• QUOTED PASSAGE
━━━━━━━━━━
Given the hue and cry over MSP, it is only apt to ask: what has been the track record of the Modi government on MSP? Without an iota of doubt, it has been exemplary. MSP is a form of market intervention by the Central government to insure agricultural producers against any sharp fall in farm prices. It is a price fixed by the Government of India to protect the farmers against excessive fall in prices during bumper production years. The MSP is usually announced at the beginning of the sowing season for certain crops on the basis of the recommendations made by the Commission for Agricultural Costs and Prices (CACP).
Coming back to the Modi government’s track record, the numbers speak for themselves. MSP payment to farmers for paddy rose by 2.4 times to Rs 4.95 lakh crore between 2014 and 2019 under the Modi government, as against only Rs 2.06 lakh crore under the previous Congress-led regime between 2009-2014. MSP to farmers for wheat increased by 1.77 times during 2014-2019, to Rs 2.97 lakh crore, as compared to Rs 1.68 lakh crore in the 2009-2014 period. Meanwhile, MSP payment for pulses surged by a whopping 75 times under the Modi government, to reach Rs 49,000 crores, as compared to a measly Rs 645 crore under an inept Congress-led UPA-2. The payment to farmers for oilseeds and copra also surged 10 times under the Modi government, to Rs 25,000 crore, during the last five years, in comparison to the MSP payment of just Rs 2,460 crore under the UPA government in 2009 to 2014.
In July 2018, in a landmark decision, the Modi government announced MSP at 1.5 times the cost of production for 14 kharif crops. The cost considered by CACP is as per the A2+FL formula, which includes expenses on farm inputs, including seeds, fertilisers, fuel and irrigation and, of course, the imputed value of family labour (FL).
The total value of all agricultural output was around Rs 40 lakh crore in FY20, while the total value of MSP operations was around Rs 2.5 lakh crore, corroborating the argument by Shanta Kumar that, if only 6.25% of the agri produce is MSP-driven, why is there such a hue and cry about MSP? Clearly, the entire MSP controversy is a needless one and a manufactured controversy by an electorally debilitated opposition that is running out of issues to fret and fume about. Prime Minister Narendra Modi has categorically assured farmers that his government will continue with the MSP. Hence, any apprehensions on this front are not required.
Now, has the Modi government been fair to farmers in Punjab? The straight answer to that is also a loud and clear “yes”. Punjab’s agriculture department’s records show that 22.91 lakh hectares were under paddy cultivation in 2019-20, 25.94 lakh hectares in 2018-19 and 25.19 lakh hectares in 2017-18. The average yield of paddy in Punjab was recorded at 6,635 kg (6.6 tonnes) per hectare in 2019-20, 6,532 kg (6.5 tonnes) in 2018-19 and 6,516 kg (6.5 tonnes) in 2017-18. What should be the total production of paddy in Punjab in this period, as per above data? As per yield and “cultivation area”, the total production should be 152 lakh tonnes (15.2 million tonnes) in 2019-20, 169.44 LTs (16.9 million tonnes) in 2018-19 and 164.14 LTs (16.4 million tonnes) in 2017-18. Thus, in all three years, government agencies purchased more paddy than Punjab’s total production, as per the average yield. In 2019-20, 11.82 lakh tonnes (1.2 million tonnes) more was sold in Punjab’s mandis than produced in the state. In 2018-19, the figure stood around 1.02 lakh tonnes and in 2017-18, it was nearly 15.42 lakh tonnes (1.5 million tonnes).
━━━━━━━━━━
Image-grounded pointing data
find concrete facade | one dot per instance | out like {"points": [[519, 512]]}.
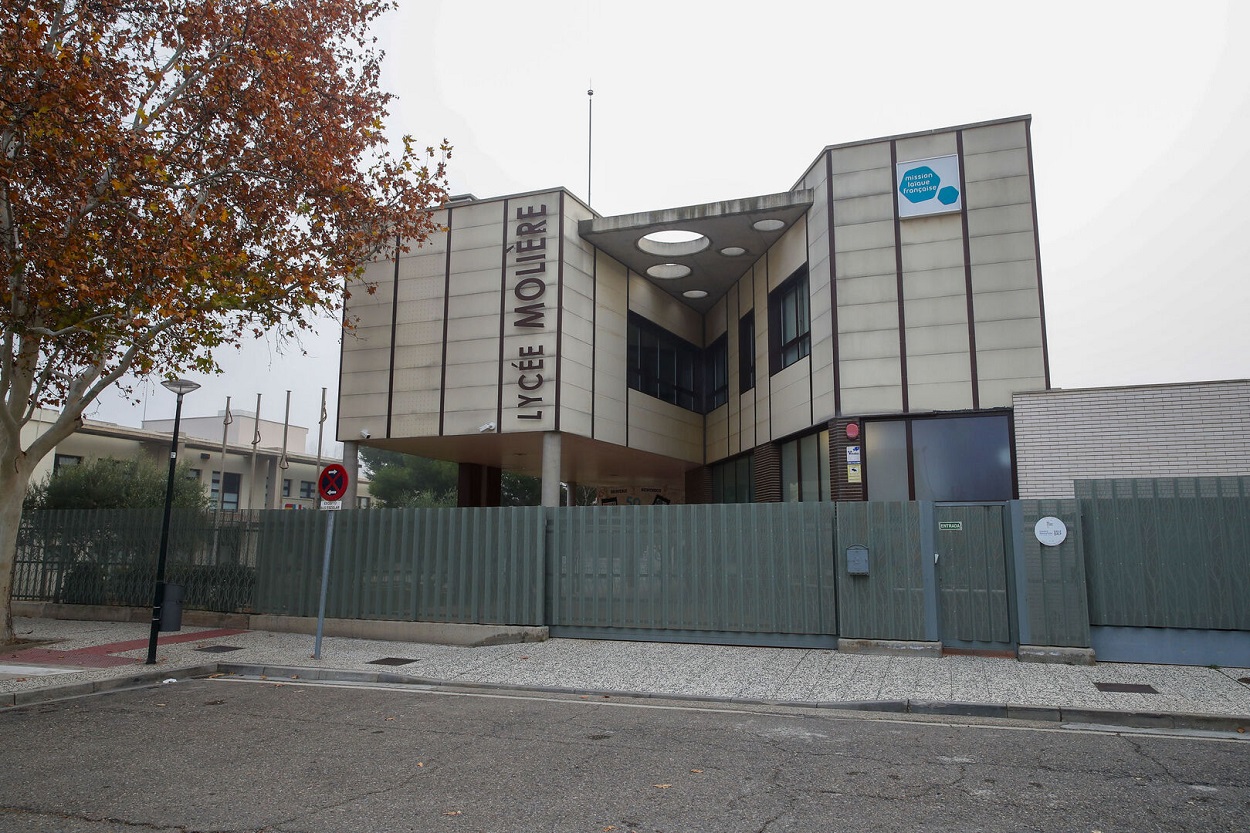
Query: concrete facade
{"points": [[1169, 430], [518, 319]]}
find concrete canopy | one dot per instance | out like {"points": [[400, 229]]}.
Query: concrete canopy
{"points": [[750, 224]]}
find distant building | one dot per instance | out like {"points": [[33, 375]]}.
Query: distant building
{"points": [[273, 480]]}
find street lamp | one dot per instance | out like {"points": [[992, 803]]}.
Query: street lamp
{"points": [[180, 387]]}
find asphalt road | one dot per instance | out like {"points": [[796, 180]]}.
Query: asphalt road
{"points": [[290, 758]]}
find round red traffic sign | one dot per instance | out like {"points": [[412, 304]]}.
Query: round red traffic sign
{"points": [[333, 483]]}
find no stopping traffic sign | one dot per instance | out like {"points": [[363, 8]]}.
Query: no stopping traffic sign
{"points": [[333, 483]]}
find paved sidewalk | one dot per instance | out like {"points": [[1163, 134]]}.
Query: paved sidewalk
{"points": [[80, 657]]}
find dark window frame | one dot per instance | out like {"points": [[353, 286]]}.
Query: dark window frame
{"points": [[666, 367], [716, 373], [789, 322], [746, 352]]}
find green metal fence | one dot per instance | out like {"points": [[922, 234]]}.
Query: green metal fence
{"points": [[1050, 580], [724, 568], [109, 557], [889, 600], [1168, 553], [465, 565]]}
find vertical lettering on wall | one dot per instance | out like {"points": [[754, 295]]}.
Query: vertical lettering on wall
{"points": [[529, 325]]}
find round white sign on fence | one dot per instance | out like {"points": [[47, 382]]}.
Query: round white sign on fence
{"points": [[1051, 532]]}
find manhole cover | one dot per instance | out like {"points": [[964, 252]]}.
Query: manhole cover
{"points": [[1126, 688]]}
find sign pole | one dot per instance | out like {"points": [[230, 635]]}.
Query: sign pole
{"points": [[331, 484], [325, 582]]}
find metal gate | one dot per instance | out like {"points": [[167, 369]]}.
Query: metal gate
{"points": [[971, 567]]}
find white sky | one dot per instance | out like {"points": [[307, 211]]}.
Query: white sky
{"points": [[1140, 131]]}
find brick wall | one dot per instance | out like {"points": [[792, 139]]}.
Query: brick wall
{"points": [[1143, 432]]}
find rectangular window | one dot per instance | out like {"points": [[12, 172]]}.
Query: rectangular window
{"points": [[230, 497], [746, 352], [789, 322], [65, 462], [805, 468], [731, 480], [716, 368], [950, 458], [664, 365]]}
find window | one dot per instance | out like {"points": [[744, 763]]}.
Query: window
{"points": [[716, 368], [65, 462], [789, 322], [746, 352], [945, 458], [733, 480], [805, 468], [230, 495], [666, 367]]}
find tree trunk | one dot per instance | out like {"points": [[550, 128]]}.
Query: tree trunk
{"points": [[13, 489]]}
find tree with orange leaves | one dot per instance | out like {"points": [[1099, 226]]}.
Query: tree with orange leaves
{"points": [[175, 176]]}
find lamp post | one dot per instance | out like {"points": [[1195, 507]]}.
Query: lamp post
{"points": [[180, 387]]}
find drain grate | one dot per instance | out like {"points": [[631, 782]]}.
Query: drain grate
{"points": [[1126, 688]]}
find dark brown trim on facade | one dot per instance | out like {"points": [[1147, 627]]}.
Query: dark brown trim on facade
{"points": [[811, 355], [911, 463], [503, 313], [626, 354], [559, 315], [841, 487], [768, 323], [594, 337], [446, 307], [755, 342], [1036, 250], [968, 272], [390, 374], [1015, 472], [833, 280], [766, 465], [898, 269]]}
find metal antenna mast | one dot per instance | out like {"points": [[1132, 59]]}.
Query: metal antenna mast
{"points": [[590, 138]]}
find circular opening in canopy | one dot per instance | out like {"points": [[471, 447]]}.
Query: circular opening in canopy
{"points": [[669, 270], [673, 243]]}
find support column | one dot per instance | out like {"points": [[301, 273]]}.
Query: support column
{"points": [[479, 485], [351, 463], [551, 469], [273, 484]]}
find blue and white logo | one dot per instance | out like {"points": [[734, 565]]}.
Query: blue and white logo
{"points": [[929, 188]]}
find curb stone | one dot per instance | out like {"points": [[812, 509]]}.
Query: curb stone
{"points": [[990, 711]]}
━━━━━━━━━━
Repeat, word for word, the part of the passage on MSP between "Given the hue" and "and Prices (CACP).", inclusive.

Given the hue and cry over MSP, it is only apt to ask: what has been the track record of the Modi government on MSP? Without an iota of doubt, it has been exemplary. MSP is a form of market intervention by the Central government to insure agricultural producers against any sharp fall in farm prices. It is a price fixed by the Government of India to protect the farmers against excessive fall in prices during bumper production years. The MSP is usually announced at the beginning of the sowing season for certain crops on the basis of the recommendations made by the Commission for Agricultural Costs and Prices (CACP).